**** Exercise passage

CHAPTER 8 - The Combat between the Professor and the Poet
Ivan Nikolaevich Ponyrev (Homeless) regains consciousness in a stark white‑walled room of a psychiatric clinic. He notes the clean bed, a metallic nightstand, and blinds that let sunlight flood the space. After pressing the call button, a frosted glass cylinder displays rotating prompts (“Drink”, “Nurse”, “Call the Doctor”, “Attendant”). A plump, friendly nurse in a white coat enters, raises the blinds, and shows Ivan a modern bathroom. She comments on the clinic’s reputation among foreign tourists, prompting Ivan to recall the mysterious foreign consultant he met at Patriarch’s Ponds. She dresses him in a shirt, underwear, and crimson flannel pyjamas, then escorts him to a huge examination room filled with nickel‑plated instruments, Bunsen burners, lamps, and glass cases.
Three attendants—a man and two women in white—conduct a thorough interview. Ivan deliberately refrains from violent outbursts or recounting the consultant; instead he answers a cascade of personal questions about his past illnesses, family, and recent events at Patriarch’s Ponds, including his encounter with Pontius Pilate. The staff perform routine medical checks: temperature, pulse, eye examination, small pricks for blood, tapping his knees, placing rubber bracelets, and other non‑painful procedures. After the exam, Ivan receives coffee, soft‑boiled eggs, and buttered bread.

********
**** Provided data

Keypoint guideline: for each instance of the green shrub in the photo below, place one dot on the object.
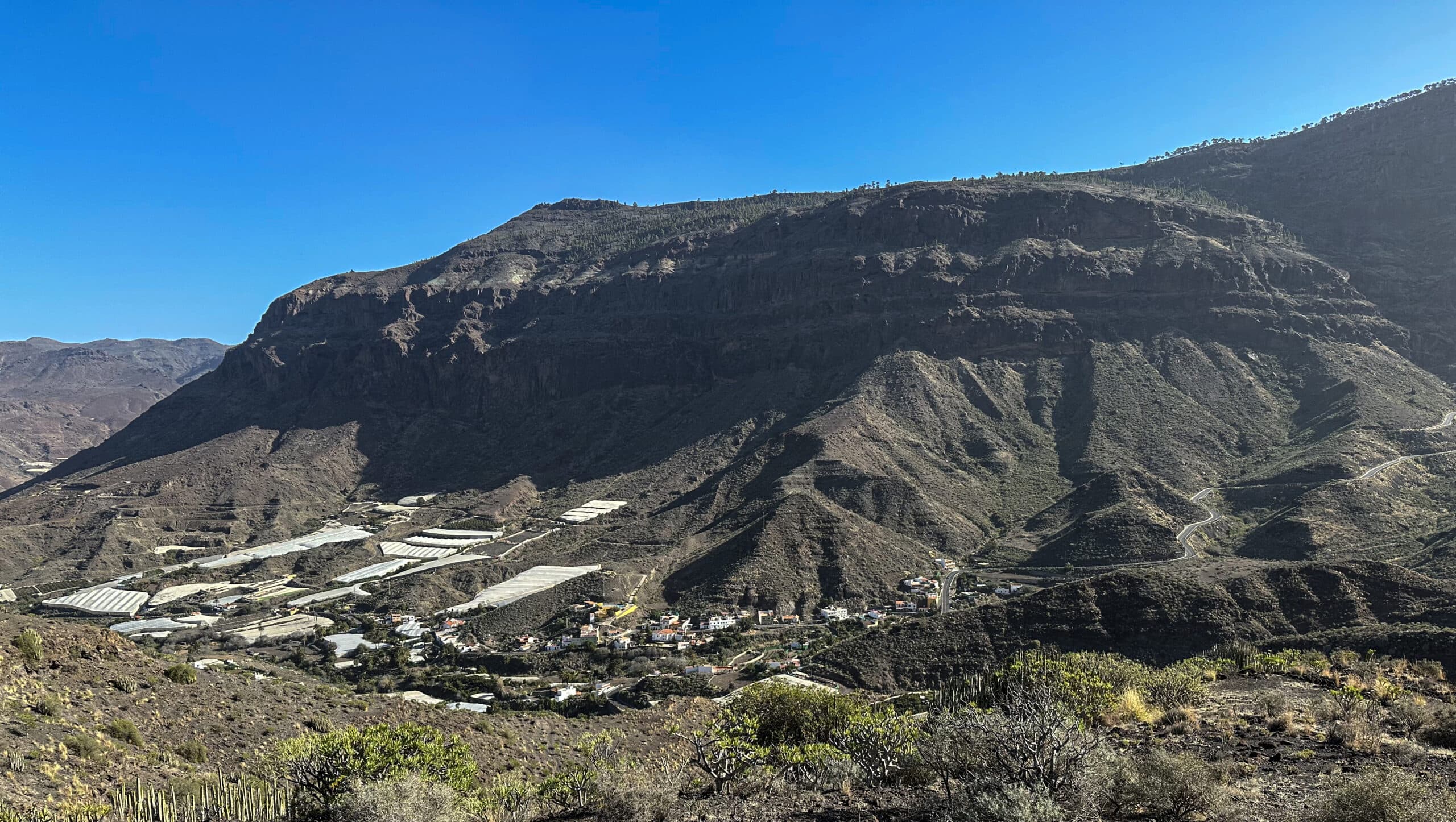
(324, 767)
(193, 751)
(1442, 729)
(1389, 795)
(507, 799)
(402, 799)
(124, 731)
(30, 645)
(1177, 786)
(183, 674)
(787, 715)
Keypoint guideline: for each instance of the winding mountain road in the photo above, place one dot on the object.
(1186, 536)
(948, 589)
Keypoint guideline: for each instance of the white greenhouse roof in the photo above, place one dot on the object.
(321, 537)
(471, 534)
(326, 596)
(102, 601)
(375, 571)
(445, 542)
(149, 626)
(441, 562)
(279, 626)
(349, 645)
(184, 591)
(417, 552)
(524, 584)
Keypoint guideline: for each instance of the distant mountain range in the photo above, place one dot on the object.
(57, 397)
(807, 396)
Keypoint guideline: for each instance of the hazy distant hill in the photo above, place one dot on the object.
(60, 397)
(805, 396)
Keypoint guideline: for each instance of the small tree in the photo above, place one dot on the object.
(878, 744)
(1389, 795)
(1030, 740)
(726, 748)
(507, 799)
(183, 674)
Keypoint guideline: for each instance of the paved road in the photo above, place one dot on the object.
(1446, 422)
(1397, 462)
(1186, 536)
(948, 589)
(1213, 516)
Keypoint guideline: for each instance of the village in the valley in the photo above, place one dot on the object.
(589, 655)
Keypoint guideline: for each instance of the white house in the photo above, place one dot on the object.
(719, 622)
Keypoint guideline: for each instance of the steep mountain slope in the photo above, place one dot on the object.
(803, 395)
(1374, 191)
(810, 395)
(1160, 616)
(60, 397)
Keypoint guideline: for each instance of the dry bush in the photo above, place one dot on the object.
(640, 792)
(1280, 724)
(1385, 796)
(405, 799)
(1270, 703)
(1411, 715)
(1429, 668)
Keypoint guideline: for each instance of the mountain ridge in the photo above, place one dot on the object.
(804, 396)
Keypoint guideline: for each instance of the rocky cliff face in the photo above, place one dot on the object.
(805, 396)
(57, 399)
(1374, 191)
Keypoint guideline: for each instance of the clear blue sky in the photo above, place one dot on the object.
(167, 169)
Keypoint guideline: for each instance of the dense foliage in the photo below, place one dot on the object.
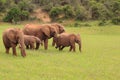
(76, 9)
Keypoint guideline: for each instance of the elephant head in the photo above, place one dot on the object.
(78, 40)
(48, 31)
(20, 39)
(59, 28)
(15, 36)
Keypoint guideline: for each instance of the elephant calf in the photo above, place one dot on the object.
(11, 37)
(30, 41)
(66, 40)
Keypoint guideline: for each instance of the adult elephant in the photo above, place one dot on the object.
(43, 32)
(12, 37)
(59, 29)
(30, 41)
(66, 40)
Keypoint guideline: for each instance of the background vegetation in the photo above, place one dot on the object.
(99, 60)
(62, 9)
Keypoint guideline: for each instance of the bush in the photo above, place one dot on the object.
(68, 11)
(13, 15)
(24, 15)
(116, 20)
(102, 22)
(81, 14)
(55, 12)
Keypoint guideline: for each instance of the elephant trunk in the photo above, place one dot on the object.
(38, 41)
(79, 46)
(22, 47)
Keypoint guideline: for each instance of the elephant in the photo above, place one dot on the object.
(11, 37)
(43, 32)
(59, 29)
(66, 40)
(30, 41)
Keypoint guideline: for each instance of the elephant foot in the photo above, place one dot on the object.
(14, 54)
(23, 54)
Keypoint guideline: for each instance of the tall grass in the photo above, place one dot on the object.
(99, 60)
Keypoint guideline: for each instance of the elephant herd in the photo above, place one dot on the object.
(38, 34)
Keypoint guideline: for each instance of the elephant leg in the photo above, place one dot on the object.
(73, 47)
(27, 46)
(46, 44)
(7, 50)
(32, 46)
(14, 50)
(70, 48)
(61, 48)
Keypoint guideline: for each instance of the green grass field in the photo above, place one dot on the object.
(99, 60)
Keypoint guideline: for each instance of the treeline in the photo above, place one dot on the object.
(62, 9)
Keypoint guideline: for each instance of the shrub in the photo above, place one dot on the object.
(81, 14)
(13, 15)
(24, 15)
(55, 12)
(68, 11)
(102, 22)
(116, 20)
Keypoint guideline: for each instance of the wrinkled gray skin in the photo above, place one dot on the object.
(59, 29)
(66, 40)
(11, 37)
(43, 32)
(30, 41)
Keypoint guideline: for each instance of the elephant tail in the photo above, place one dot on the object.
(38, 42)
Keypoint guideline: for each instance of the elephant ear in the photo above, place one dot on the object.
(11, 35)
(53, 32)
(46, 31)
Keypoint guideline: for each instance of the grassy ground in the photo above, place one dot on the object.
(99, 60)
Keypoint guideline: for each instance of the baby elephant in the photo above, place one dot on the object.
(66, 40)
(30, 41)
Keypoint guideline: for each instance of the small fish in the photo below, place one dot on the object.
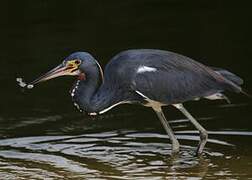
(23, 84)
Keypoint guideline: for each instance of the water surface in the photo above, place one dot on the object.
(42, 135)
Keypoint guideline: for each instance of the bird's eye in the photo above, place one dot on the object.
(77, 62)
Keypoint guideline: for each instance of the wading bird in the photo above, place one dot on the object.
(153, 78)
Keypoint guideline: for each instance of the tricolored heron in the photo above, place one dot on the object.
(153, 78)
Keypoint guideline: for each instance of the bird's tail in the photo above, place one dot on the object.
(233, 80)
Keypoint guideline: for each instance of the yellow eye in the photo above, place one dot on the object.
(77, 62)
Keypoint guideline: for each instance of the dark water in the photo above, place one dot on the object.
(44, 137)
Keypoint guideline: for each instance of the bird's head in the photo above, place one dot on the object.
(76, 64)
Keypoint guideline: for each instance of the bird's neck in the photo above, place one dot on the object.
(91, 94)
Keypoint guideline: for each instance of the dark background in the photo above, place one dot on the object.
(128, 141)
(37, 35)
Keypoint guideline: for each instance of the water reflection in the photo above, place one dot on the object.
(115, 154)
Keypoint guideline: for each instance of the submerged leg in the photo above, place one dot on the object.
(167, 127)
(202, 131)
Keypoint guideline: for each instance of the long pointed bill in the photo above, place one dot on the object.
(71, 68)
(58, 71)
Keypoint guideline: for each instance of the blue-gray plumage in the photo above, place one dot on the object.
(149, 77)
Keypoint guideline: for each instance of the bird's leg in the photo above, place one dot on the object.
(167, 127)
(202, 131)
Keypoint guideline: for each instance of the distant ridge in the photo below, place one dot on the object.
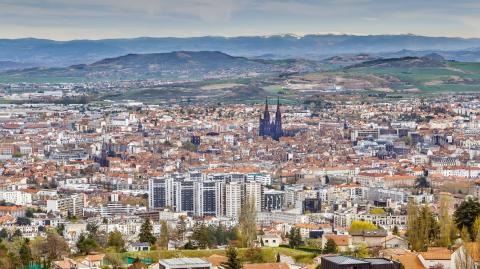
(172, 66)
(65, 53)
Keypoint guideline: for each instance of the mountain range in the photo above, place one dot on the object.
(50, 53)
(172, 66)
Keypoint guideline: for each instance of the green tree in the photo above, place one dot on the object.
(247, 223)
(361, 251)
(92, 230)
(476, 229)
(115, 240)
(395, 230)
(445, 221)
(422, 227)
(146, 233)
(377, 211)
(202, 235)
(465, 235)
(233, 261)
(86, 244)
(114, 259)
(294, 237)
(52, 247)
(181, 227)
(330, 246)
(253, 255)
(360, 225)
(25, 254)
(189, 146)
(3, 233)
(164, 236)
(422, 182)
(466, 214)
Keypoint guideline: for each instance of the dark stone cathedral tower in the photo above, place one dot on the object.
(271, 128)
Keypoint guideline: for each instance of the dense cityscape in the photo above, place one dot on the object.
(239, 134)
(386, 181)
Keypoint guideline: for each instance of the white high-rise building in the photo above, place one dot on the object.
(233, 199)
(254, 192)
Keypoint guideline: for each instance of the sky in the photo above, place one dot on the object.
(99, 19)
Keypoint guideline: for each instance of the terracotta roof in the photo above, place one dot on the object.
(473, 249)
(437, 253)
(340, 240)
(216, 259)
(279, 265)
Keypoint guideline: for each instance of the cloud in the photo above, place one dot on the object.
(67, 19)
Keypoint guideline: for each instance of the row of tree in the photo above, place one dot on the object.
(425, 228)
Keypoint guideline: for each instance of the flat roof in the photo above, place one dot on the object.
(193, 262)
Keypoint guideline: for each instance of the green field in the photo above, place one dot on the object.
(268, 254)
(455, 77)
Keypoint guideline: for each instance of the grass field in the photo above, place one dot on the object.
(455, 77)
(268, 254)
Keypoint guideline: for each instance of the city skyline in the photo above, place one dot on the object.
(63, 20)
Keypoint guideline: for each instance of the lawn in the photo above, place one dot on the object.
(269, 254)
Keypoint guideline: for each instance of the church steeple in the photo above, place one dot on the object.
(271, 128)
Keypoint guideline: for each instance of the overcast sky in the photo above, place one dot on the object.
(97, 19)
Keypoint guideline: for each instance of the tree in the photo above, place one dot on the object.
(465, 235)
(189, 146)
(233, 261)
(466, 214)
(115, 240)
(25, 254)
(361, 251)
(181, 227)
(445, 221)
(330, 246)
(422, 182)
(253, 255)
(23, 221)
(294, 237)
(52, 247)
(202, 235)
(360, 225)
(92, 230)
(377, 211)
(146, 233)
(422, 227)
(247, 223)
(86, 244)
(17, 233)
(395, 230)
(164, 236)
(114, 259)
(3, 233)
(29, 213)
(60, 228)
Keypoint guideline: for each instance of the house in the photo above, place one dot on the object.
(270, 240)
(373, 238)
(278, 265)
(139, 246)
(466, 256)
(345, 262)
(184, 263)
(94, 261)
(436, 256)
(394, 241)
(344, 242)
(216, 260)
(67, 263)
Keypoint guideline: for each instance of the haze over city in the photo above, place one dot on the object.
(99, 19)
(239, 134)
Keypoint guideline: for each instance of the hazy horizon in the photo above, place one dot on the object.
(107, 19)
(238, 36)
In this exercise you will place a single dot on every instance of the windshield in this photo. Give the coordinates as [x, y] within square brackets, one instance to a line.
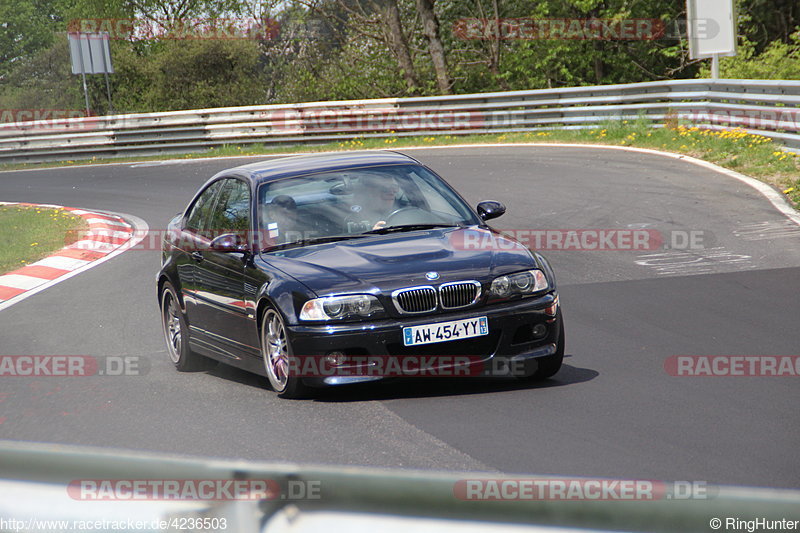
[349, 203]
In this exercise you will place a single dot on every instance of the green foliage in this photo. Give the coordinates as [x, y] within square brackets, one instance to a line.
[25, 28]
[342, 53]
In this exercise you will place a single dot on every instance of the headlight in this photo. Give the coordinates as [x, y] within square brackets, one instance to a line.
[519, 284]
[341, 307]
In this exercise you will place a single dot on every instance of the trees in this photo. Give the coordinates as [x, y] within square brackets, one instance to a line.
[356, 49]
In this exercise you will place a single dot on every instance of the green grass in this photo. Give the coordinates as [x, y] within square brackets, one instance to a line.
[28, 234]
[752, 155]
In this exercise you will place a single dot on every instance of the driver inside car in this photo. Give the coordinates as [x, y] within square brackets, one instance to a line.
[375, 200]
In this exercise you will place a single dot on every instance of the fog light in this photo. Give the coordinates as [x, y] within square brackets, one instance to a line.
[335, 358]
[552, 309]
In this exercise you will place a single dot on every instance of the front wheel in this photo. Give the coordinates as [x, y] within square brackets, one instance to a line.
[276, 349]
[176, 334]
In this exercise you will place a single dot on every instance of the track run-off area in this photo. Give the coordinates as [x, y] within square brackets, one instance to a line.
[724, 281]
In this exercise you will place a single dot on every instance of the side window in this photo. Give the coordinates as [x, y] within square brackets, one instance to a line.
[232, 212]
[198, 217]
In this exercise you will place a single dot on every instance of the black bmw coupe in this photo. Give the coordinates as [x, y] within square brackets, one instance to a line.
[339, 268]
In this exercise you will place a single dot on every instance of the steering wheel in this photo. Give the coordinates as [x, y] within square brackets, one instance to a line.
[417, 215]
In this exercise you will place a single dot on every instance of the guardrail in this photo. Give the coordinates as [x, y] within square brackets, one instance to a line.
[764, 107]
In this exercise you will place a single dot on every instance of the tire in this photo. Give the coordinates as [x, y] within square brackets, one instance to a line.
[176, 334]
[550, 365]
[276, 350]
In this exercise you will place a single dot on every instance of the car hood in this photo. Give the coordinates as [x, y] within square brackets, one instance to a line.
[387, 262]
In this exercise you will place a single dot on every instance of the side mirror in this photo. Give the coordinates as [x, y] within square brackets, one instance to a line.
[489, 209]
[228, 243]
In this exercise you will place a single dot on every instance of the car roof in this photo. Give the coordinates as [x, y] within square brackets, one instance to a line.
[285, 167]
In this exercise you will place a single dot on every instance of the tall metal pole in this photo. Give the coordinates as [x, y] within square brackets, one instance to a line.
[108, 93]
[85, 92]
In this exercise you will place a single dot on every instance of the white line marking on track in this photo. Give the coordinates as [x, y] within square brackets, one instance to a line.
[19, 281]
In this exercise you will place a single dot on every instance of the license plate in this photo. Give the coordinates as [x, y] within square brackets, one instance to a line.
[446, 331]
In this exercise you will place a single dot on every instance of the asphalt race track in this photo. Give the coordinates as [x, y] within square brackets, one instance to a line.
[612, 410]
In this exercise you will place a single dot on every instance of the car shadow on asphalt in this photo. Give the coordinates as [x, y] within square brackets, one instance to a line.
[398, 388]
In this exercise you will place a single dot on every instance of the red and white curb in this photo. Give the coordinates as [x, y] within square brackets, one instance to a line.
[108, 235]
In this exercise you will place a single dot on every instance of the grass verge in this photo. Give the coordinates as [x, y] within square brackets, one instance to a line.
[753, 155]
[28, 234]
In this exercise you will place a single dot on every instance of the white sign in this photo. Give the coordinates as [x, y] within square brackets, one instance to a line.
[712, 28]
[90, 53]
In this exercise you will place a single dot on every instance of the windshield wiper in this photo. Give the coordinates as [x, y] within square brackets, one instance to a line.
[408, 227]
[316, 240]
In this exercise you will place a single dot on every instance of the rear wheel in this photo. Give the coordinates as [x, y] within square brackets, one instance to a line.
[176, 334]
[276, 349]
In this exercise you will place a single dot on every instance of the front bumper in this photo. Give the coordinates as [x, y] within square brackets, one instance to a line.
[508, 350]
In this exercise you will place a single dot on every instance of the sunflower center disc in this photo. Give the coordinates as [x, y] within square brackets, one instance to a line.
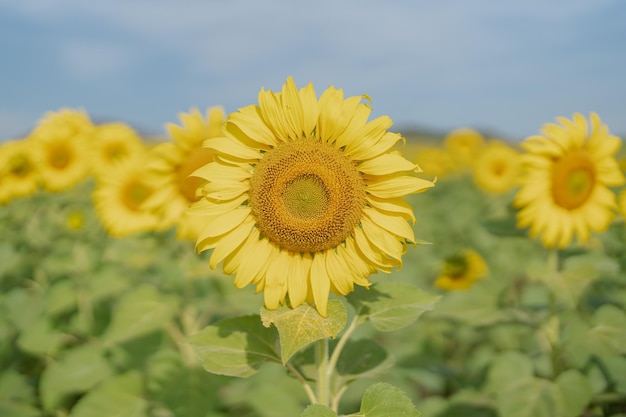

********

| Assignment 1 |
From the chapter 8 summary, write out the stretch from "CHAPTER 8 - The" through "and glass cases." word for word.
| Assignment 2 |
Using the chapter 8 summary, say whether each statement agrees with it: (a) The nurse who comes in is plump and friendly. (b) Ivan tells the three attendants about the foreign consultant. (c) After the exam, Ivan is given tea. Answer yes or no for each, and quote the words that decide it.

| Worked solution 1 |
CHAPTER 8 - The Combat between the Professor and the Poet
Ivan Nikolaevich Ponyrev (Homeless) regains consciousness in a stark white‑walled room of a psychiatric clinic. He notes the clean bed, a metallic nightstand, and blinds that let sunlight flood the space. After pressing the call button, a frosted glass cylinder displays rotating prompts (“Drink”, “Nurse”, “Call the Doctor”, “Attendant”). A plump, friendly nurse in a white coat enters, raises the blinds, and shows Ivan a modern bathroom. She comments on the clinic’s reputation among foreign tourists, prompting Ivan to recall the mysterious foreign consultant he met at Patriarch’s Ponds. She dresses him in a shirt, underwear, and crimson flannel pyjamas, then escorts him to a huge examination room filled with nickel‑plated instruments, Bunsen burners, lamps, and glass cases.

| Worked solution 2 |
(a) Yes: "A plump, friendly nurse in a white coat enters"
(b) No: "Ivan deliberately refrains from violent outbursts or recounting the consultant"
(c) No: "Ivan receives coffee, soft‑boiled eggs, and buttered bread."